## What needs to be done
Copy out the data from the line containing "-- sample [396,406]." through the end of the data, inclusive, changing "red" to "maroon" wherever it appears and leaving everything else the same.

## Position annotation records
※ ※ ※

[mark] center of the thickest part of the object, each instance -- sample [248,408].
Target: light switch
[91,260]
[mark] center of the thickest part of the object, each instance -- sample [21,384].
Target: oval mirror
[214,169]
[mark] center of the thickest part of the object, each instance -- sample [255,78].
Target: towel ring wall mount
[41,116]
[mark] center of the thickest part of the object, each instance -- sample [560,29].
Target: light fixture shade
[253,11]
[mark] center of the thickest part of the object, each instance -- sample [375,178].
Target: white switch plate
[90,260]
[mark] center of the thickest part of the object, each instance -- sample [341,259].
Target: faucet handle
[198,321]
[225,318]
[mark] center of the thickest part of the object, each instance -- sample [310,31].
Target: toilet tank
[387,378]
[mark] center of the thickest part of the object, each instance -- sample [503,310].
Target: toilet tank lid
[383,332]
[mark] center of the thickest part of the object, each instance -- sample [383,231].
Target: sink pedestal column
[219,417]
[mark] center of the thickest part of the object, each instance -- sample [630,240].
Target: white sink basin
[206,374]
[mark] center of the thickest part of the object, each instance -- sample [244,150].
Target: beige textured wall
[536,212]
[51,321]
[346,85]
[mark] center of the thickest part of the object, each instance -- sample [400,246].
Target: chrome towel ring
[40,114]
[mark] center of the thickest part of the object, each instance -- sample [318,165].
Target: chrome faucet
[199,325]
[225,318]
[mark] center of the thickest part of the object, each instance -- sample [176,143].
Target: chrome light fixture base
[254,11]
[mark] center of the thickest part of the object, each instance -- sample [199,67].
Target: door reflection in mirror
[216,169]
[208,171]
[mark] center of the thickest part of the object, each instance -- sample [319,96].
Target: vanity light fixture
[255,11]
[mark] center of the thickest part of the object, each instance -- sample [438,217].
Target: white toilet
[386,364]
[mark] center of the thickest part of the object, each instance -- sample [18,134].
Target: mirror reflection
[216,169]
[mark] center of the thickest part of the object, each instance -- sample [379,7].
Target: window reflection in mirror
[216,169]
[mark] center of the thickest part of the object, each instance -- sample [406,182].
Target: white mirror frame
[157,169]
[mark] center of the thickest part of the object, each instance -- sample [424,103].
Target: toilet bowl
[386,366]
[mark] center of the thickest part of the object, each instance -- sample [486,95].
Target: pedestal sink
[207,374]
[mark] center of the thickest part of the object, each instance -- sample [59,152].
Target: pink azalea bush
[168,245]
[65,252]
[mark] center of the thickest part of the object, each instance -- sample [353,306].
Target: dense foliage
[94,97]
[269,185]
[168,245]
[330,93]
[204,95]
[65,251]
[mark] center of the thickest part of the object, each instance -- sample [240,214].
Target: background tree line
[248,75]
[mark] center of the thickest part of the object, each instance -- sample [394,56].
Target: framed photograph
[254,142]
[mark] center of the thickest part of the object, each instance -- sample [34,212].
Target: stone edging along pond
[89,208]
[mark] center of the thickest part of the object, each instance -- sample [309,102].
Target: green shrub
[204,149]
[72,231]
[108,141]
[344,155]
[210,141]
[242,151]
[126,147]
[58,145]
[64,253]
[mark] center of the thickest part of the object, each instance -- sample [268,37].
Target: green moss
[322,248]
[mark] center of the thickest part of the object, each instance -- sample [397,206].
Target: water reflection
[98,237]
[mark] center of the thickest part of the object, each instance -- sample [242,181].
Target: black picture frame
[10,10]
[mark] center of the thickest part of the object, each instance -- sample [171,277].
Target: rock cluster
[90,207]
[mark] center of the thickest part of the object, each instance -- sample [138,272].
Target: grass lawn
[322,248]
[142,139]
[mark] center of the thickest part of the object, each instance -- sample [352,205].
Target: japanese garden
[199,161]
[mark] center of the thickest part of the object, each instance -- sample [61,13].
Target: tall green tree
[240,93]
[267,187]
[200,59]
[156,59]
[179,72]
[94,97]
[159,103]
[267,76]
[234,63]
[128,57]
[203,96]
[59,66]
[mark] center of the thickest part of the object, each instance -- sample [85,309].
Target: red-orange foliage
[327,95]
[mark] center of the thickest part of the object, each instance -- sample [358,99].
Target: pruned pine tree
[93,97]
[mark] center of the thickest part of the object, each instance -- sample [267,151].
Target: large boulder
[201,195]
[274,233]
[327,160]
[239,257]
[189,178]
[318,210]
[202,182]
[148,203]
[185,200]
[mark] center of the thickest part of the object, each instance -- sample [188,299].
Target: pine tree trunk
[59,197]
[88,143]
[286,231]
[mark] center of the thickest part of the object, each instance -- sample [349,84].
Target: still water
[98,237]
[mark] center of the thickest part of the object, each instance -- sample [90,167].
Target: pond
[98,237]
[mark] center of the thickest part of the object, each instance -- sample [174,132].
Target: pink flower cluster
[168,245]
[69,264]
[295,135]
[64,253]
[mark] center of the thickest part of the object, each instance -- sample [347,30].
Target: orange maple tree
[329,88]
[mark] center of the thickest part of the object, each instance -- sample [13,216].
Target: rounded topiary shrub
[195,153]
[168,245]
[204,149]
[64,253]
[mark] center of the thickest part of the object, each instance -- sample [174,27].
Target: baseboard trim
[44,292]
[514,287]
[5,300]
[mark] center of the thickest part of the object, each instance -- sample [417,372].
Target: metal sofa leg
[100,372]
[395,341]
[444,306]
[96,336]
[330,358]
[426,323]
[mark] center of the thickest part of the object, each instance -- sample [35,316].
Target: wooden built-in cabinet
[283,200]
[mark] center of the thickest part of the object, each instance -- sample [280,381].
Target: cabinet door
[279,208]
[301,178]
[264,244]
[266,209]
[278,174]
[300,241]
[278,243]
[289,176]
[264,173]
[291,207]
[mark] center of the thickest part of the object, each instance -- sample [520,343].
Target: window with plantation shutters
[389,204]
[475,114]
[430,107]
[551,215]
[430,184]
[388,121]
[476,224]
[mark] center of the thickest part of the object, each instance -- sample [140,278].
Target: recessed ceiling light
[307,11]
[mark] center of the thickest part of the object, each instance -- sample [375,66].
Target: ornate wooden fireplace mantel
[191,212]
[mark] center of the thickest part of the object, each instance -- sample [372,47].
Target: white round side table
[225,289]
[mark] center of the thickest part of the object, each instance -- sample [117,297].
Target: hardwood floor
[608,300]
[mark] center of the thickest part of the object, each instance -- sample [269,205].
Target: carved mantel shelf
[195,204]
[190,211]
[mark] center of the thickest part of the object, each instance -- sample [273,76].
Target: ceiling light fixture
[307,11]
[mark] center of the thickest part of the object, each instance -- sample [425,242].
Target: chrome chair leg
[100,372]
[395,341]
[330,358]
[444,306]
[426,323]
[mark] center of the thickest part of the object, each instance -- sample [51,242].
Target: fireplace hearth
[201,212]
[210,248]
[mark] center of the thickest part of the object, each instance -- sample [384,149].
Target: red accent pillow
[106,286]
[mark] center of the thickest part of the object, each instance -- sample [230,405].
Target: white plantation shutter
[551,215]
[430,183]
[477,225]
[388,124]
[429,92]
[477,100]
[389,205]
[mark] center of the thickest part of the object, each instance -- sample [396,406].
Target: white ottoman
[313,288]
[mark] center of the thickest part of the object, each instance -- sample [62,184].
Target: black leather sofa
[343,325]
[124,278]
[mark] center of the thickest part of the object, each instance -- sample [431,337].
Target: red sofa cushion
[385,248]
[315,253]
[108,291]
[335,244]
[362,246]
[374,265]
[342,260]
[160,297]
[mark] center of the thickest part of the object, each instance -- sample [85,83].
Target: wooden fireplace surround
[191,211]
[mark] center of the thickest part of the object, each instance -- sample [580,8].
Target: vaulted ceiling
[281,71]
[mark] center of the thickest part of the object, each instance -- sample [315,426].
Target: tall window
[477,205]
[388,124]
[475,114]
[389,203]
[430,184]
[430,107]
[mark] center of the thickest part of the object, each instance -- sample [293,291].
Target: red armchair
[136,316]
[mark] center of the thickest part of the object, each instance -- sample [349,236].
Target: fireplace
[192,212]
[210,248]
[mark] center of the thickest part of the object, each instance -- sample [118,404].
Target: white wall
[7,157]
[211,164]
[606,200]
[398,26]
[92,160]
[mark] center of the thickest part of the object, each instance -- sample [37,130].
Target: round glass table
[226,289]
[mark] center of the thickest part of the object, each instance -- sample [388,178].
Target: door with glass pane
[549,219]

※ ※ ※

## Output for this exercise
[mark] center of the thickest part of the object, each instance -- sample [396,406].
Target: white ottoman
[313,288]
[mark] center of the thickest part of the object, each instance -- sample [62,184].
Target: black leather sofa
[343,325]
[124,278]
[mark] center of the thickest part of the object, each instance -- sample [431,337].
Target: maroon sofa cushion
[385,248]
[315,253]
[108,291]
[335,244]
[362,246]
[374,265]
[342,260]
[160,297]
[mark] center of the thickest part of the object, each instance -- sample [85,83].
Target: wooden fireplace surround
[191,211]
[mark] center of the thickest part of the object, each instance -- sample [580,8].
Target: vaulted ceiling
[281,71]
[mark] center of the thickest part of the object, each instance -- sample [315,426].
Target: tall window
[477,205]
[388,124]
[475,114]
[389,203]
[430,184]
[430,107]
[mark] center of the thickest part of the object, each instance -- sample [293,291].
Target: maroon armchair
[136,316]
[mark] center of the thickest part of the object, each instance -- sample [349,236].
Target: fireplace
[192,212]
[210,248]
[mark] center of the thickest part of the object, each instance -- sample [118,404].
Target: white wall
[7,157]
[211,164]
[606,200]
[398,26]
[92,160]
[mark] center of the thickest part of the object, each instance -- sample [37,130].
Target: round glass table
[226,289]
[mark] center of the thickest part of the object, each instance -- sample [388,178].
Target: door with glass pane
[549,219]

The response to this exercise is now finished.